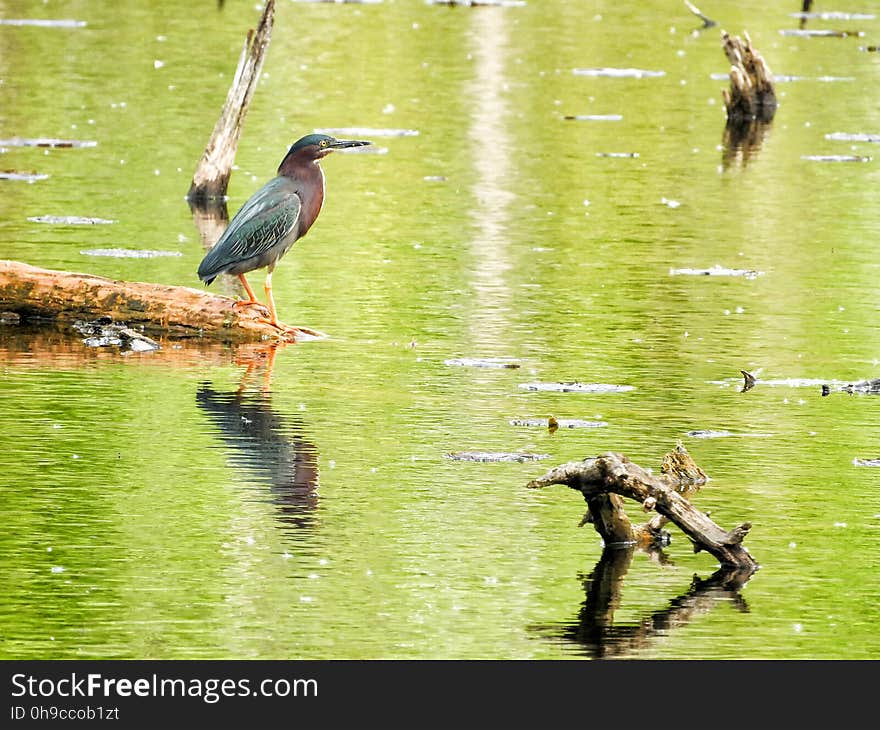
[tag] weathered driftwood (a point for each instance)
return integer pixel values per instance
(707, 21)
(212, 174)
(752, 94)
(604, 479)
(35, 293)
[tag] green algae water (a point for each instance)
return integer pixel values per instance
(518, 206)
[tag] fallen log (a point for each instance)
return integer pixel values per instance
(212, 174)
(35, 293)
(604, 479)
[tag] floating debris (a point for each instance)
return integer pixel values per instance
(368, 132)
(710, 434)
(575, 387)
(781, 382)
(717, 270)
(102, 332)
(822, 33)
(619, 73)
(128, 253)
(342, 2)
(44, 23)
(868, 387)
(70, 220)
(478, 3)
(486, 456)
(594, 117)
(554, 423)
(26, 176)
(836, 158)
(833, 15)
(482, 362)
(46, 142)
(707, 21)
(853, 137)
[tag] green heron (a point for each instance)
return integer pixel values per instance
(273, 219)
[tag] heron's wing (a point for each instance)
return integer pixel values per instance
(269, 216)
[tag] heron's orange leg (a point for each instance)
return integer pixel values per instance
(273, 315)
(251, 301)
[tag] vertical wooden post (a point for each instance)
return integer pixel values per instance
(212, 174)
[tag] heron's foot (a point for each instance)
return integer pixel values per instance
(241, 303)
(288, 332)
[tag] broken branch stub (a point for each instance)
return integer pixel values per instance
(212, 174)
(604, 479)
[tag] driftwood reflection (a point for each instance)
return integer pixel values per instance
(268, 448)
(594, 628)
(742, 141)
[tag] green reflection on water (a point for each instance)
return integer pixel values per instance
(175, 542)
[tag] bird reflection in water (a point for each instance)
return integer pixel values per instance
(265, 446)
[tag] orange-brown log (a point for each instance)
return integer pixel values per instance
(35, 293)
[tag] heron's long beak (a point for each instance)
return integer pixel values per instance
(339, 144)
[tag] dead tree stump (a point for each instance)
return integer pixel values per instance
(752, 94)
(212, 174)
(604, 479)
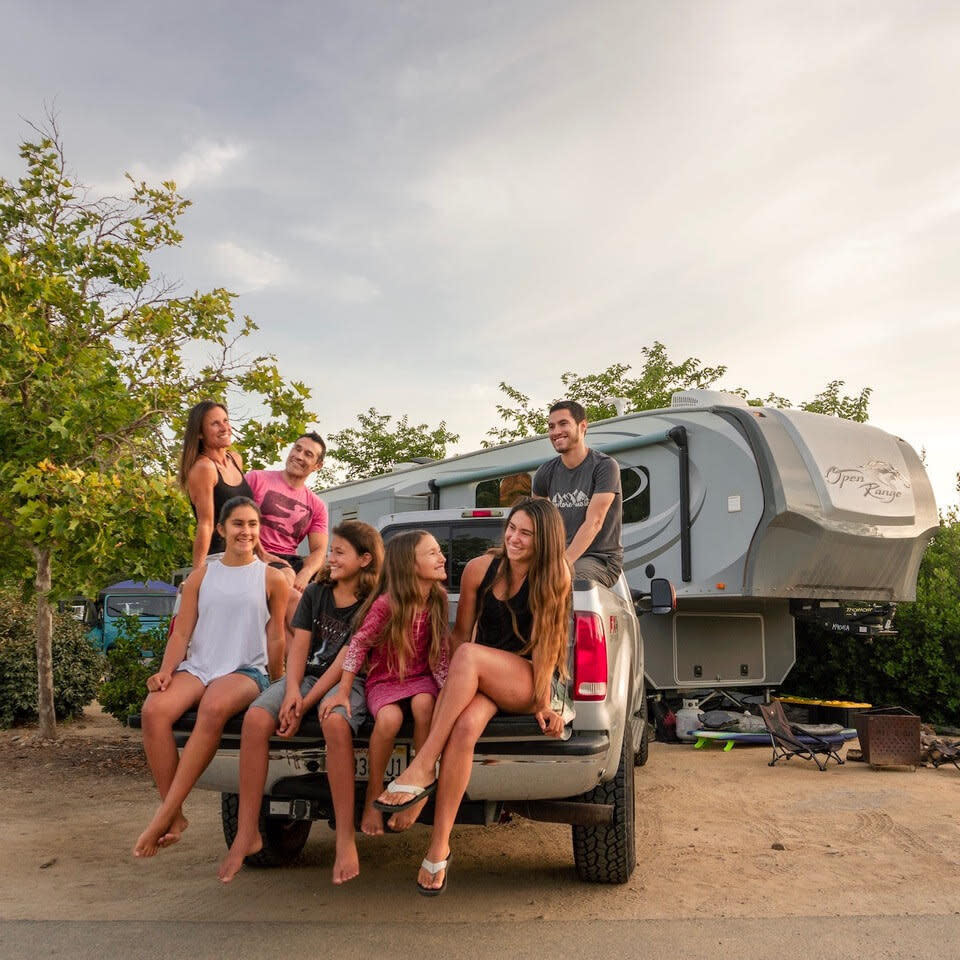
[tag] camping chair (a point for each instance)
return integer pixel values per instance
(787, 742)
(942, 752)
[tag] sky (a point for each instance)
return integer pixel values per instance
(418, 200)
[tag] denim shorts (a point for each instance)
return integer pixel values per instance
(257, 676)
(272, 699)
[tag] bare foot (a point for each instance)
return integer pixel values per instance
(371, 823)
(148, 843)
(416, 775)
(404, 819)
(346, 866)
(241, 848)
(174, 831)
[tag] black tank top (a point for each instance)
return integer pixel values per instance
(494, 624)
(223, 492)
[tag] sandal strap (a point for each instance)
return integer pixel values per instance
(410, 788)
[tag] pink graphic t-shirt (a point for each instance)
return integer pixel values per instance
(287, 515)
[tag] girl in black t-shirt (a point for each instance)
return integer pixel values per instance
(323, 623)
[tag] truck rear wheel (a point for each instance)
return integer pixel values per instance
(608, 854)
(282, 839)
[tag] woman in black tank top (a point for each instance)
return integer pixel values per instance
(503, 624)
(518, 599)
(210, 473)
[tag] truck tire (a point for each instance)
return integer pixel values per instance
(608, 854)
(282, 839)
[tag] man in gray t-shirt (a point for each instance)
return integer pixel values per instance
(584, 485)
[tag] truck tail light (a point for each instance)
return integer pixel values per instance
(589, 658)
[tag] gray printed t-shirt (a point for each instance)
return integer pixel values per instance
(571, 490)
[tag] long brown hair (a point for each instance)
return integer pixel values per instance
(193, 436)
(398, 580)
(364, 539)
(548, 581)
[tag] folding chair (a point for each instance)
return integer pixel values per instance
(787, 742)
(942, 752)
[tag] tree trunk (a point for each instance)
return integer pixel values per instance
(44, 634)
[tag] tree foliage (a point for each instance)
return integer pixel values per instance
(77, 666)
(376, 444)
(658, 379)
(96, 378)
(829, 401)
(124, 688)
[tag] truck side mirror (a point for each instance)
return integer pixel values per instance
(663, 598)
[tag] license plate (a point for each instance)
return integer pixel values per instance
(396, 763)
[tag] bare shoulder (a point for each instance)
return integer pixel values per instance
(192, 584)
(275, 579)
(203, 471)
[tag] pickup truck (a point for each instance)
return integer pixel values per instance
(585, 778)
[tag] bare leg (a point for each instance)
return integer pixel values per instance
(258, 726)
(455, 770)
(504, 677)
(224, 697)
(422, 708)
(160, 712)
(385, 730)
(339, 739)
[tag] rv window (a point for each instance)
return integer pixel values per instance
(469, 542)
(635, 482)
(503, 491)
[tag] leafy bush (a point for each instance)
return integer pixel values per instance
(77, 667)
(125, 688)
(915, 669)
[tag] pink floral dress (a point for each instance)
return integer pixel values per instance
(384, 686)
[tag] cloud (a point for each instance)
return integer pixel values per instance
(203, 163)
(349, 288)
(251, 269)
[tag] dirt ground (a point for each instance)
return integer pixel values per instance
(718, 834)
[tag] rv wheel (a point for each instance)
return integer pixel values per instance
(282, 839)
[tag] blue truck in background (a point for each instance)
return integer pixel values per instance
(151, 602)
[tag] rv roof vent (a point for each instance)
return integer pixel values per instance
(412, 462)
(707, 398)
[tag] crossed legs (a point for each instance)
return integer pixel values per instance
(221, 699)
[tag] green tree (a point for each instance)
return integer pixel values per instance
(95, 383)
(659, 378)
(375, 445)
(829, 401)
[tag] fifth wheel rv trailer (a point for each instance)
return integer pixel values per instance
(756, 515)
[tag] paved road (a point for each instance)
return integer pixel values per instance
(812, 938)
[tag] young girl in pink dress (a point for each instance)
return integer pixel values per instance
(403, 639)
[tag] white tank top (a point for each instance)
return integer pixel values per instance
(232, 615)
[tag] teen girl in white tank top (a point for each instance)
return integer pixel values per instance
(232, 616)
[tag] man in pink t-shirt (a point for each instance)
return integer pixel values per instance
(290, 510)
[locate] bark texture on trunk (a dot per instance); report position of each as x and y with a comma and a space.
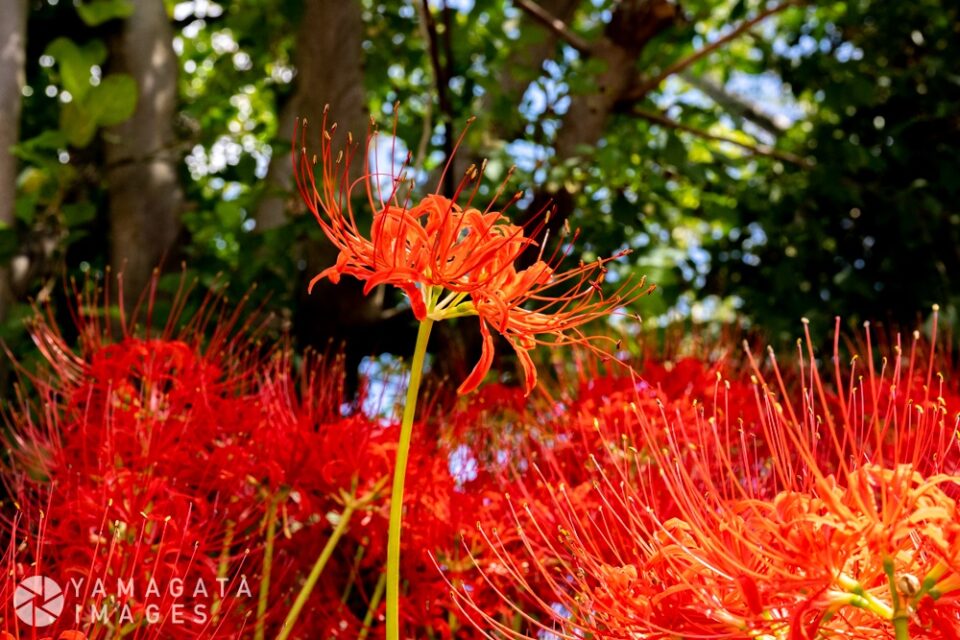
141, 158
13, 37
633, 25
328, 58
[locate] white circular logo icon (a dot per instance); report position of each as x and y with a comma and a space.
38, 601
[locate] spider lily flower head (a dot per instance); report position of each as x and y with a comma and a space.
454, 260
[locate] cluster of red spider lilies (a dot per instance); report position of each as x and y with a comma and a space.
707, 495
197, 480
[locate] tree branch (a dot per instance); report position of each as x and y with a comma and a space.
442, 79
735, 105
555, 25
757, 149
646, 86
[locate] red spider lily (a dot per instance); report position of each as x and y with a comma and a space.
453, 260
818, 514
164, 455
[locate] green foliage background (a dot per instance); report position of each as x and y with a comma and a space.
849, 210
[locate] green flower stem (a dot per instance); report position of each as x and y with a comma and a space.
399, 475
374, 605
259, 632
321, 562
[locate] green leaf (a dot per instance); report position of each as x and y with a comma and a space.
74, 63
78, 124
114, 100
100, 11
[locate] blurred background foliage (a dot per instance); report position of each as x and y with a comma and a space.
765, 161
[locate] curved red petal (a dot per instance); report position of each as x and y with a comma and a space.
476, 376
529, 369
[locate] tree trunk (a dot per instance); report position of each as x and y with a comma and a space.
631, 28
142, 181
328, 60
13, 36
328, 57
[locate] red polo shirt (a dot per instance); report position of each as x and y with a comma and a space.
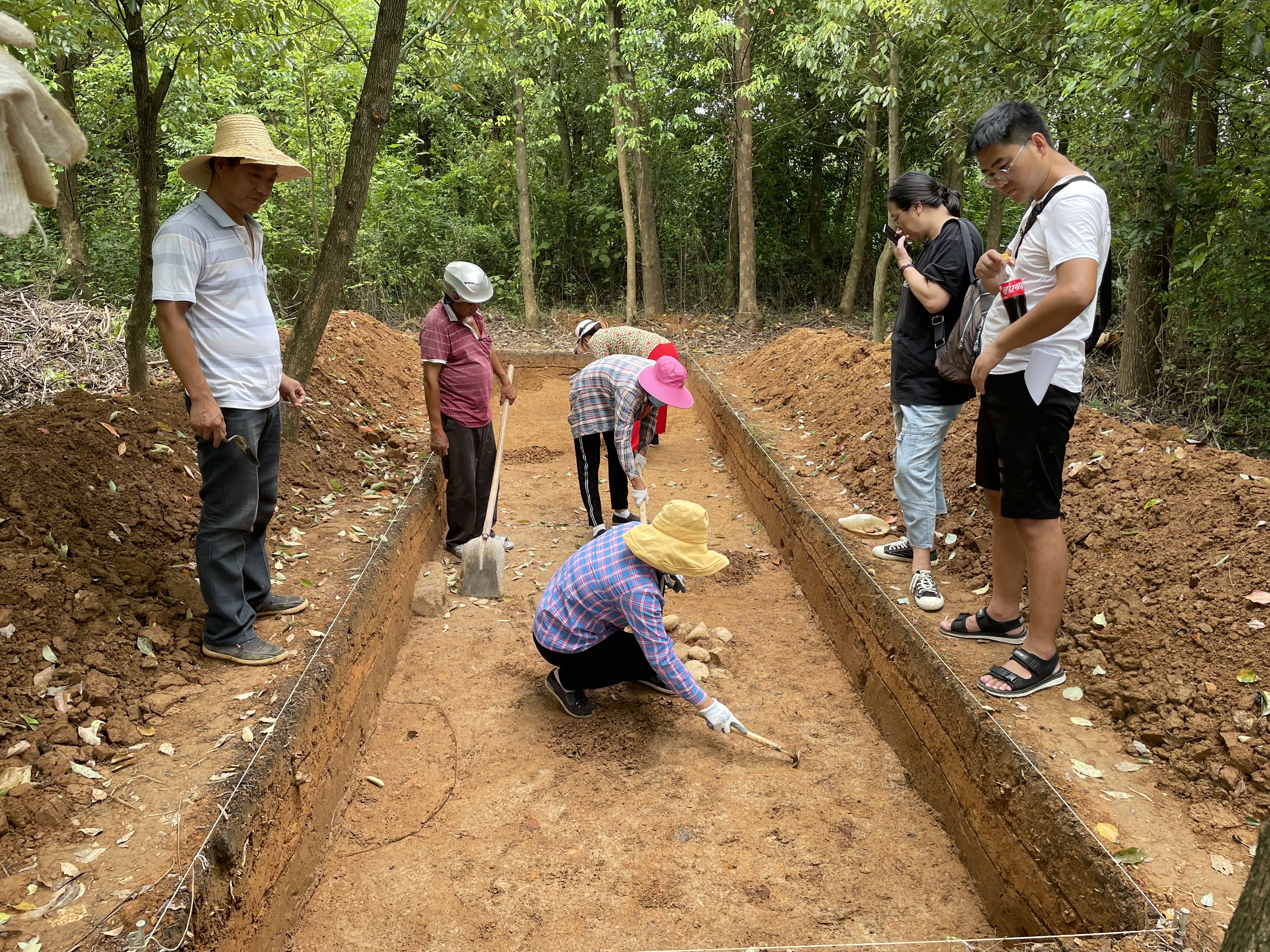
466, 379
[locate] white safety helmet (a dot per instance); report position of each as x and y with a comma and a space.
466, 282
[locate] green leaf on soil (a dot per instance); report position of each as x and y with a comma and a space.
1132, 856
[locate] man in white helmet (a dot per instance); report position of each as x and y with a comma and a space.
459, 370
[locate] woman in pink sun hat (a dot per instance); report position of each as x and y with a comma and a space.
615, 400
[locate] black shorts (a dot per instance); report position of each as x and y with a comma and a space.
1020, 447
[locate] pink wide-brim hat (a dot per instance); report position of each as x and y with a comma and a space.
665, 380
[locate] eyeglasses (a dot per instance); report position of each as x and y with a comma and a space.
993, 179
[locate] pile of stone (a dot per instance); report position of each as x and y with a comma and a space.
707, 653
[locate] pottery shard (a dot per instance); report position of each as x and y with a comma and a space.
162, 700
698, 669
430, 596
159, 637
100, 688
182, 587
123, 732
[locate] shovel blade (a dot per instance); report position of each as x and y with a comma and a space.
484, 564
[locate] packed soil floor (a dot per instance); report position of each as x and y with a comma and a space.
506, 824
1165, 622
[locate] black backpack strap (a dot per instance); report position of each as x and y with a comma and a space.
938, 323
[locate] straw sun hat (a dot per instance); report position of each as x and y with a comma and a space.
676, 541
242, 138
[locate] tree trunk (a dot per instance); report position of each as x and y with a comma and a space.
651, 254
864, 204
374, 110
816, 200
563, 130
879, 329
623, 178
149, 102
523, 205
1206, 110
747, 271
68, 181
1250, 926
996, 212
1147, 285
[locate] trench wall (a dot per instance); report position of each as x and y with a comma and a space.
1037, 870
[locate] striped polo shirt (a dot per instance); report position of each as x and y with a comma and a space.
203, 257
468, 377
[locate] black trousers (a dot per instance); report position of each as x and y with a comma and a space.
587, 450
615, 660
239, 499
469, 470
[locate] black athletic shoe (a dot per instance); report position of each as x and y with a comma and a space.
900, 551
575, 702
283, 605
658, 686
253, 652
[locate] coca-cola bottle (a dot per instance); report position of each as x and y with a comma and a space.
1013, 294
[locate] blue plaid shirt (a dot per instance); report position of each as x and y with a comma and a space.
601, 589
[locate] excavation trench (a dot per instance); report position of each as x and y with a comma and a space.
505, 824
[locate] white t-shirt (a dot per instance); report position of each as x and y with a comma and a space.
1076, 224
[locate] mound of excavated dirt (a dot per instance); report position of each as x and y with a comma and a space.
98, 511
1168, 540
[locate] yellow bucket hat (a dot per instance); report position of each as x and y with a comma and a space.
675, 541
242, 138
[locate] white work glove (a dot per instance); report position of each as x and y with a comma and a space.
721, 719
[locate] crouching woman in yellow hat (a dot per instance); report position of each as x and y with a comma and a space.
615, 582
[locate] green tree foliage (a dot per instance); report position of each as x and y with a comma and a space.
1164, 102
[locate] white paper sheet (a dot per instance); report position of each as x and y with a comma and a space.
1041, 371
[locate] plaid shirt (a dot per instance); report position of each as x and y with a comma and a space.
601, 589
605, 395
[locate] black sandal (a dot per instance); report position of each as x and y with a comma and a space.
990, 629
1044, 676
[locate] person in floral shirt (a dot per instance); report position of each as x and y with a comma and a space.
595, 337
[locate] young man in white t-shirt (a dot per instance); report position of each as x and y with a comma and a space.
1058, 256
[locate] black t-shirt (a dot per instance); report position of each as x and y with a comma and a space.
914, 379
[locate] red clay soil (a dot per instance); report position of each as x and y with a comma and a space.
98, 511
1168, 540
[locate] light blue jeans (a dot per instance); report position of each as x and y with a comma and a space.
920, 432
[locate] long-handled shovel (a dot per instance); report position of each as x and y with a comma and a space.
484, 559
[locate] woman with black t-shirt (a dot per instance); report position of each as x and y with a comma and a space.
924, 404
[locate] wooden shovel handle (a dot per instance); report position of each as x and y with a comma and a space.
498, 462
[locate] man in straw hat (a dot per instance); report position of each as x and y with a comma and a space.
595, 337
615, 400
219, 333
616, 583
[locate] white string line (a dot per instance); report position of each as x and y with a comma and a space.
318, 649
925, 642
769, 947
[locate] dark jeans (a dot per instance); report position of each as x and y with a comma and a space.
238, 503
615, 660
469, 470
587, 450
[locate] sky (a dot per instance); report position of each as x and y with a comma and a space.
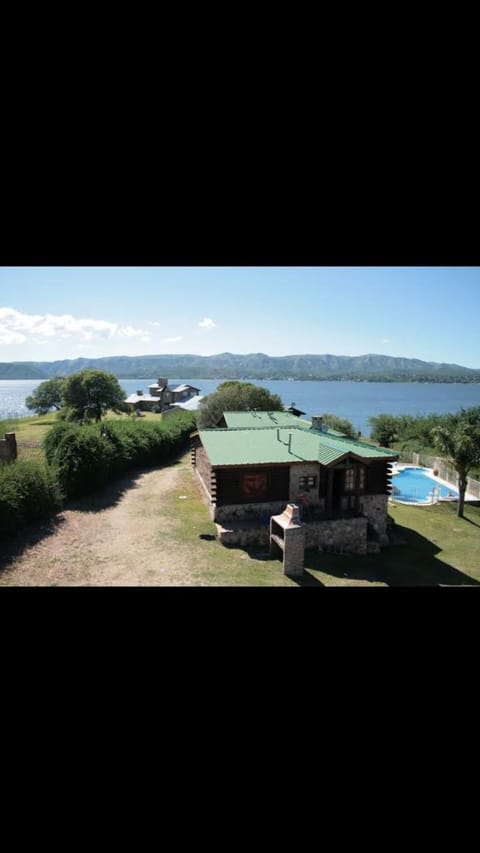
52, 313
━━━━━━━━━━━━━━━━
REQUIREMENT: Return all lines of the material above in which the word "foot" occurs.

EXERCISE RESPONSE:
[tag] heron's foot (a point for each instance)
[tag] bare foot (a point for each instance)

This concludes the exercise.